EXERCISE OBJECTIVE: List each line of the bounding box data excerpts below that contains the string "query".

Excerpts from bounding box data
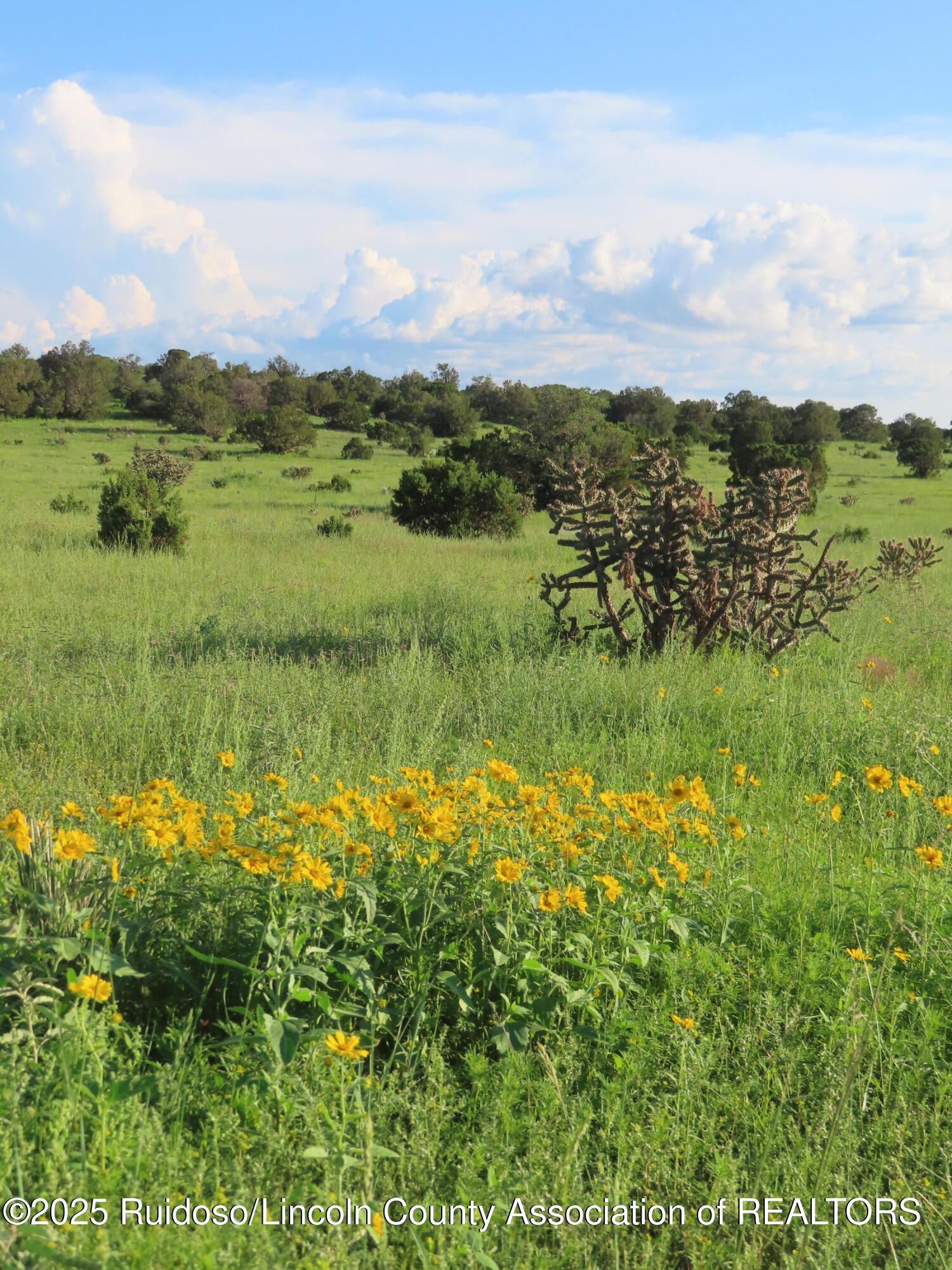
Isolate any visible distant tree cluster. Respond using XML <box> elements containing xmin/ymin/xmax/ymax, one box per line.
<box><xmin>0</xmin><ymin>340</ymin><xmax>948</xmax><ymax>508</ymax></box>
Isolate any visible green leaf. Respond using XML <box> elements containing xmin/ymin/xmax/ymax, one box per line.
<box><xmin>185</xmin><ymin>944</ymin><xmax>255</xmax><ymax>974</ymax></box>
<box><xmin>86</xmin><ymin>944</ymin><xmax>145</xmax><ymax>979</ymax></box>
<box><xmin>491</xmin><ymin>1019</ymin><xmax>529</xmax><ymax>1054</ymax></box>
<box><xmin>263</xmin><ymin>1011</ymin><xmax>305</xmax><ymax>1067</ymax></box>
<box><xmin>631</xmin><ymin>940</ymin><xmax>651</xmax><ymax>966</ymax></box>
<box><xmin>668</xmin><ymin>913</ymin><xmax>691</xmax><ymax>944</ymax></box>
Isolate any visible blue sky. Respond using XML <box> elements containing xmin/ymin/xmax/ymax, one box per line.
<box><xmin>0</xmin><ymin>0</ymin><xmax>952</xmax><ymax>422</ymax></box>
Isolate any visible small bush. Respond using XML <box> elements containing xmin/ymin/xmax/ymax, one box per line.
<box><xmin>390</xmin><ymin>458</ymin><xmax>522</xmax><ymax>538</ymax></box>
<box><xmin>99</xmin><ymin>465</ymin><xmax>188</xmax><ymax>551</ymax></box>
<box><xmin>50</xmin><ymin>494</ymin><xmax>89</xmax><ymax>513</ymax></box>
<box><xmin>129</xmin><ymin>446</ymin><xmax>192</xmax><ymax>489</ymax></box>
<box><xmin>317</xmin><ymin>516</ymin><xmax>354</xmax><ymax>538</ymax></box>
<box><xmin>340</xmin><ymin>437</ymin><xmax>373</xmax><ymax>464</ymax></box>
<box><xmin>235</xmin><ymin>405</ymin><xmax>316</xmax><ymax>455</ymax></box>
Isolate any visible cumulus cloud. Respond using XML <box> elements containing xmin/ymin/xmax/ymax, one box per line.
<box><xmin>7</xmin><ymin>80</ymin><xmax>952</xmax><ymax>411</ymax></box>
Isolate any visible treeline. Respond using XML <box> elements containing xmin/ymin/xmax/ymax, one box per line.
<box><xmin>0</xmin><ymin>340</ymin><xmax>947</xmax><ymax>507</ymax></box>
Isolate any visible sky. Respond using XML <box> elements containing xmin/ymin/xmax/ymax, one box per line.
<box><xmin>0</xmin><ymin>0</ymin><xmax>952</xmax><ymax>424</ymax></box>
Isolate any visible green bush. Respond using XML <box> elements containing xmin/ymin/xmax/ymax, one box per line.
<box><xmin>129</xmin><ymin>446</ymin><xmax>192</xmax><ymax>489</ymax></box>
<box><xmin>236</xmin><ymin>405</ymin><xmax>316</xmax><ymax>455</ymax></box>
<box><xmin>390</xmin><ymin>458</ymin><xmax>522</xmax><ymax>538</ymax></box>
<box><xmin>317</xmin><ymin>516</ymin><xmax>354</xmax><ymax>538</ymax></box>
<box><xmin>340</xmin><ymin>437</ymin><xmax>373</xmax><ymax>462</ymax></box>
<box><xmin>99</xmin><ymin>467</ymin><xmax>188</xmax><ymax>551</ymax></box>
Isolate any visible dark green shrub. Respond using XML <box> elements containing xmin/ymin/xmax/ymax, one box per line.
<box><xmin>317</xmin><ymin>516</ymin><xmax>354</xmax><ymax>538</ymax></box>
<box><xmin>50</xmin><ymin>494</ymin><xmax>89</xmax><ymax>513</ymax></box>
<box><xmin>162</xmin><ymin>384</ymin><xmax>235</xmax><ymax>441</ymax></box>
<box><xmin>390</xmin><ymin>458</ymin><xmax>522</xmax><ymax>538</ymax></box>
<box><xmin>235</xmin><ymin>405</ymin><xmax>315</xmax><ymax>455</ymax></box>
<box><xmin>99</xmin><ymin>467</ymin><xmax>188</xmax><ymax>551</ymax></box>
<box><xmin>129</xmin><ymin>446</ymin><xmax>193</xmax><ymax>489</ymax></box>
<box><xmin>340</xmin><ymin>437</ymin><xmax>373</xmax><ymax>464</ymax></box>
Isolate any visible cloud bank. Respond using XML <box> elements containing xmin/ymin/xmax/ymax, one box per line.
<box><xmin>0</xmin><ymin>80</ymin><xmax>952</xmax><ymax>422</ymax></box>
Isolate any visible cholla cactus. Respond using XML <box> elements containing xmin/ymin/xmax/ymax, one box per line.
<box><xmin>875</xmin><ymin>537</ymin><xmax>942</xmax><ymax>582</ymax></box>
<box><xmin>541</xmin><ymin>448</ymin><xmax>868</xmax><ymax>655</ymax></box>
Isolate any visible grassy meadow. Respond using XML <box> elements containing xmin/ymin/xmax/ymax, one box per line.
<box><xmin>0</xmin><ymin>418</ymin><xmax>952</xmax><ymax>1270</ymax></box>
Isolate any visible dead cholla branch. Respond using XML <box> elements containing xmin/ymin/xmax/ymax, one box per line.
<box><xmin>541</xmin><ymin>448</ymin><xmax>876</xmax><ymax>655</ymax></box>
<box><xmin>875</xmin><ymin>537</ymin><xmax>943</xmax><ymax>582</ymax></box>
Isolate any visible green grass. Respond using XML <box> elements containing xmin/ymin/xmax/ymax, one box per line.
<box><xmin>0</xmin><ymin>422</ymin><xmax>952</xmax><ymax>1270</ymax></box>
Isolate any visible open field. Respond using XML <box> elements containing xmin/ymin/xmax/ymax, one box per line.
<box><xmin>0</xmin><ymin>420</ymin><xmax>952</xmax><ymax>1270</ymax></box>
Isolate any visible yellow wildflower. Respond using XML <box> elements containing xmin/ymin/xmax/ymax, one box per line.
<box><xmin>70</xmin><ymin>974</ymin><xmax>113</xmax><ymax>1001</ymax></box>
<box><xmin>324</xmin><ymin>1031</ymin><xmax>371</xmax><ymax>1062</ymax></box>
<box><xmin>53</xmin><ymin>829</ymin><xmax>96</xmax><ymax>860</ymax></box>
<box><xmin>495</xmin><ymin>856</ymin><xmax>527</xmax><ymax>885</ymax></box>
<box><xmin>538</xmin><ymin>886</ymin><xmax>562</xmax><ymax>913</ymax></box>
<box><xmin>593</xmin><ymin>874</ymin><xmax>622</xmax><ymax>904</ymax></box>
<box><xmin>864</xmin><ymin>763</ymin><xmax>892</xmax><ymax>794</ymax></box>
<box><xmin>668</xmin><ymin>851</ymin><xmax>691</xmax><ymax>886</ymax></box>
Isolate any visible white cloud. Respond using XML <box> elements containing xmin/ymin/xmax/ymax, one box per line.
<box><xmin>7</xmin><ymin>80</ymin><xmax>952</xmax><ymax>414</ymax></box>
<box><xmin>60</xmin><ymin>287</ymin><xmax>116</xmax><ymax>339</ymax></box>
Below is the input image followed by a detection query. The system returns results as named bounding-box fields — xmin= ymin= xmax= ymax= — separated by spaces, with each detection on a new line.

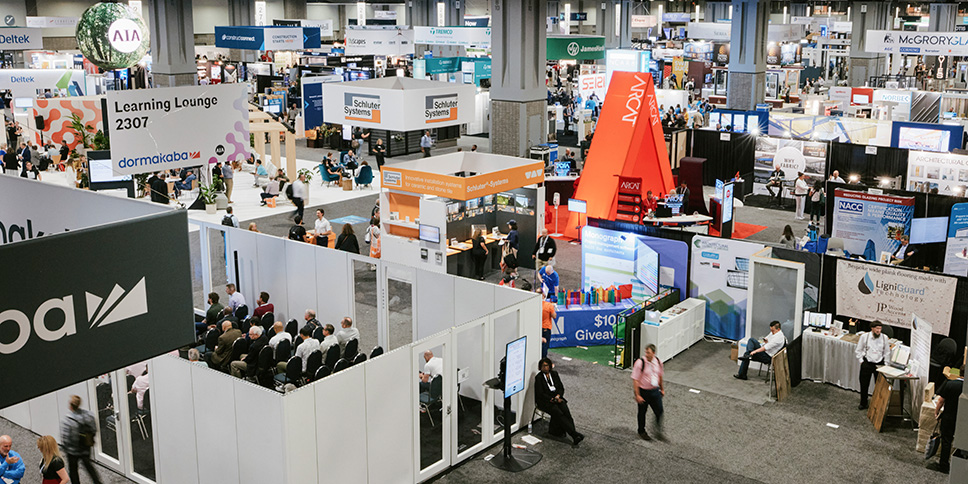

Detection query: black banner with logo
xmin=0 ymin=211 xmax=195 ymax=408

RESPONSE TO THE EXERCISE:
Below is the input image followed by a detection query. The system returns results as named bounding-box fields — xmin= ymin= xmax= ymax= — separated by spaces, with each detection on a new line.
Detection query: black banner with logo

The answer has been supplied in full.